February 14, 2006

Electronic Bed Boards

As a part of yesteday’s Himss conference, I took full advantage of attending the session on realizing Quantitative and Qualiative Benefits using New Patient Flow Technology.

The session was obviously on implementing an electronic bed board, which I think after attending the session is a great idea. Nationally, patients are getting sicker and staying longer. Increasing patient float and decreasing available beds. Admission issues and available bed issues have already started.

Wonder if you have a patient flow problem, just look around. Are the admitting waiting and ED areas standing room only? Is there a long wait and an inability to admit patients? Is it hard to accommodate add-on surgery cases? Are patients ever placed in the wrong unit just because there is an available bed? Does the ED divert? How often does the ED divert?

So if you have answered yes, more than likely you are also suffering capacity issues. This is why a bed board is helpful. Length of stay is normally taken off of the midnight census, although there may be a 30 – 40 % variance during the day, the best way to determine where a patient has been through out the day, is to look at all of the transfers throughout the stay. Patient flow management defines and tracks any number of relevant transfers over time.

PROBLEM TO SOLVE
Reproduce the passage of the post on electronic bed boards from "Electronic Bed Boards" up to and including "often does the ED divert?".

GIVEN ENTRIES
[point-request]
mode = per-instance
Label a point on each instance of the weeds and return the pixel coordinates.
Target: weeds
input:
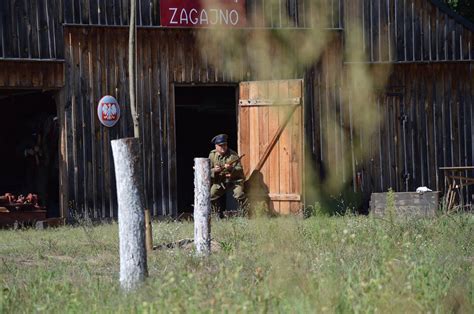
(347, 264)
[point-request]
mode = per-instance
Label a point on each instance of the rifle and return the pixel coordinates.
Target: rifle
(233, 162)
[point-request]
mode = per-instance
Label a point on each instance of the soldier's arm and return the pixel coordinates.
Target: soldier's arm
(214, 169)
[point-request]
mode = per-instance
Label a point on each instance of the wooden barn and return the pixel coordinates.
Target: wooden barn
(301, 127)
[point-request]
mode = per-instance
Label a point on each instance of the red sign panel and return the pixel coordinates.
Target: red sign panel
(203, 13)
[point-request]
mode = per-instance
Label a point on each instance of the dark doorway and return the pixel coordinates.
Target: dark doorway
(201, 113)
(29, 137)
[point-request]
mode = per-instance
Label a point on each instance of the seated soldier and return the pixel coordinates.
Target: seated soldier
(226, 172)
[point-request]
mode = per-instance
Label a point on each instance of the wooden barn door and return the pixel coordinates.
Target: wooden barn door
==
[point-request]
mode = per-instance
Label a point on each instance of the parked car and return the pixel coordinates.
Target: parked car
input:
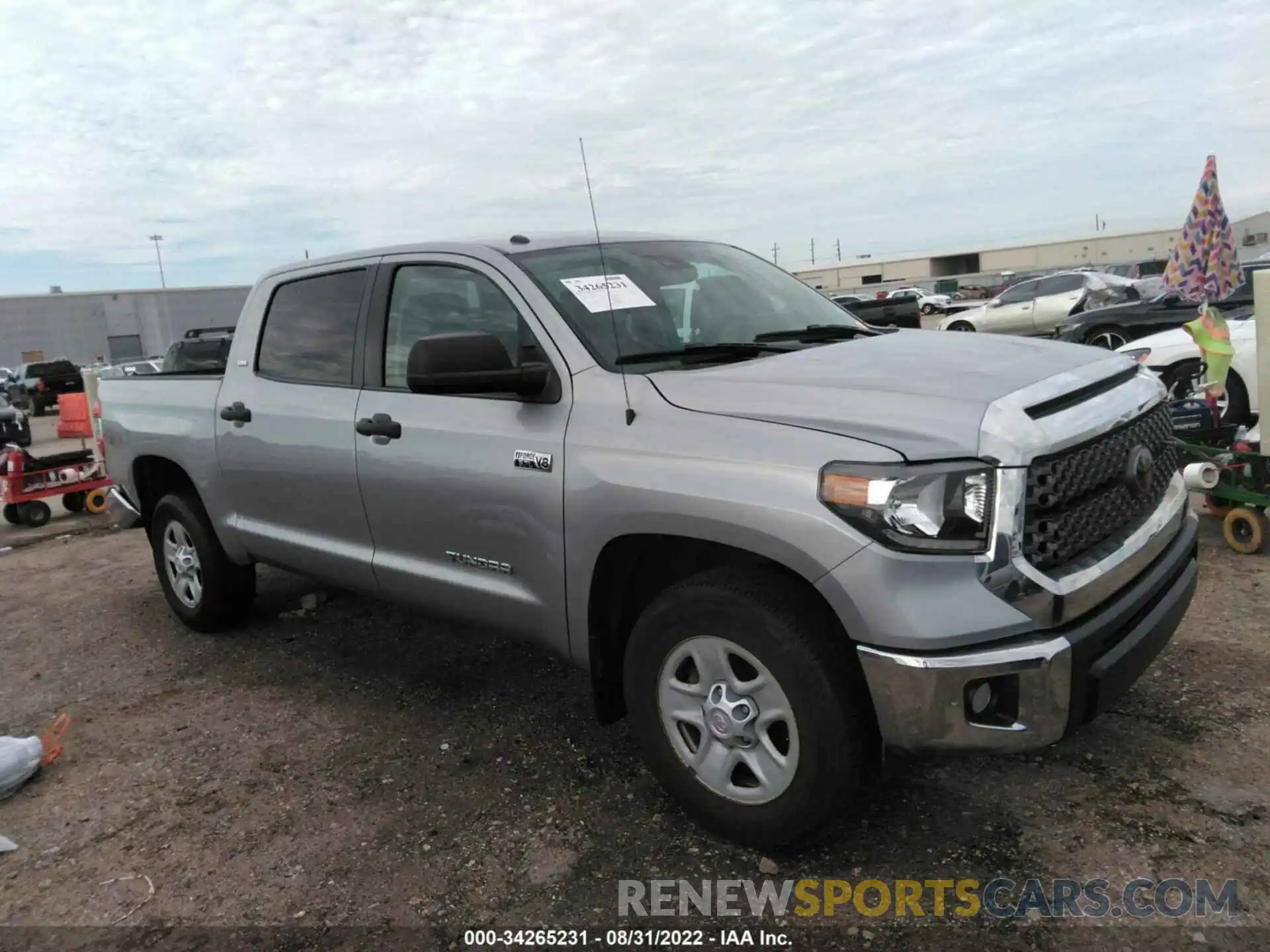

EXERCISE RESPONSE
Electronic Bed Boards

As a part of yesteday’s Himss conference, I took full advantage of attending the session on realizing Quantitative and Qualiative Benefits using New Patient Flow Technology.

The session was obviously on implementing an electronic bed board, which I think after attending the session is a great idea. Nationally, patients are getting sicker and staying longer. Increasing patient float and decreasing available beds. Admission issues and available bed issues have already started.

Wonder if you have a patient flow problem, just look around. Are the admitting waiting and ED areas standing room only? Is there a long wait and an inability to admit patients? Is it hard to accommodate add-on surgery cases? Are patients ever placed in the wrong unit just because there is an available bed? Does the ED divert? How often does the ED divert?